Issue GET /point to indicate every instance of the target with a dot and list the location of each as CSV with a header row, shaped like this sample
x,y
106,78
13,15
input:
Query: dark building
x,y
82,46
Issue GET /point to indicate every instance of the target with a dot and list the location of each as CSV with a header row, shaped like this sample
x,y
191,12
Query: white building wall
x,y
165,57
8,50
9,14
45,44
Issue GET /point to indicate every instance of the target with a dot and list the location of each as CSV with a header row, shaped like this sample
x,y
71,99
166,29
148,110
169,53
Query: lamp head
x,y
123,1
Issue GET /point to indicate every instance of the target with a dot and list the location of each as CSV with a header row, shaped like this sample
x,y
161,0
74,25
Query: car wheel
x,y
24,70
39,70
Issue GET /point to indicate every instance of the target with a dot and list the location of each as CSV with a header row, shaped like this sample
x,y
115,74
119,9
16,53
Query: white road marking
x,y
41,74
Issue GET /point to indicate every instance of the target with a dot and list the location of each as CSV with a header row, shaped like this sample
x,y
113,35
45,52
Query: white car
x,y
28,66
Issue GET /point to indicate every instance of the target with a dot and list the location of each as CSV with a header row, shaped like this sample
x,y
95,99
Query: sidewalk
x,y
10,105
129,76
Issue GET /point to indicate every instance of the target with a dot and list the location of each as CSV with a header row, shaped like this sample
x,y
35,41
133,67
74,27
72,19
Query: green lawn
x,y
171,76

# What to produce
Extract the full set of entries word for word.

# Answer space
Issue GET /point to indicate every instance of the target with a dot and list the location of each as CSV with a header row, shaped like this sample
x,y
106,78
13,15
input:
Query: dark building
x,y
82,46
Issue GET /point to indicate every instance of the target with a dot and list the location of each as CSV with a header row, shaped like this sample
x,y
191,12
Query: white building wall
x,y
165,57
8,50
9,14
45,44
Issue GET /point to indicate every instance of the target with a dot and list the location of each as CSV with a header row, shaped like this sample
x,y
71,99
166,29
148,110
169,53
Query: lamp head
x,y
123,1
Issue GET /point to indicate every instance of the target with a dot and list the location of each as CSV with a header row, shaped like this sample
x,y
161,0
74,25
Query: car wheel
x,y
24,70
39,70
Issue GET /point to indicate every instance of the target with a dot and list the location of each as CSV with a header row, shaped like this sample
x,y
115,74
119,9
16,53
Query: white road marking
x,y
41,74
Issue GET /point to indicate every instance of the target with a dot and list the location of each as CSV with a header row, shaped like this sample
x,y
113,35
45,52
Query: white car
x,y
28,66
Issue GET /point to indicate every instance of the target with a dot and list the location of each as CSV with a header row, shaped like this sample
x,y
95,99
Query: sidewalk
x,y
10,105
129,76
Issue GET /point to indicate every instance of the target with a dot and list the location of each as CSV with a header row, shaped like this sample
x,y
35,41
133,67
74,27
72,19
Query: green lawn
x,y
171,76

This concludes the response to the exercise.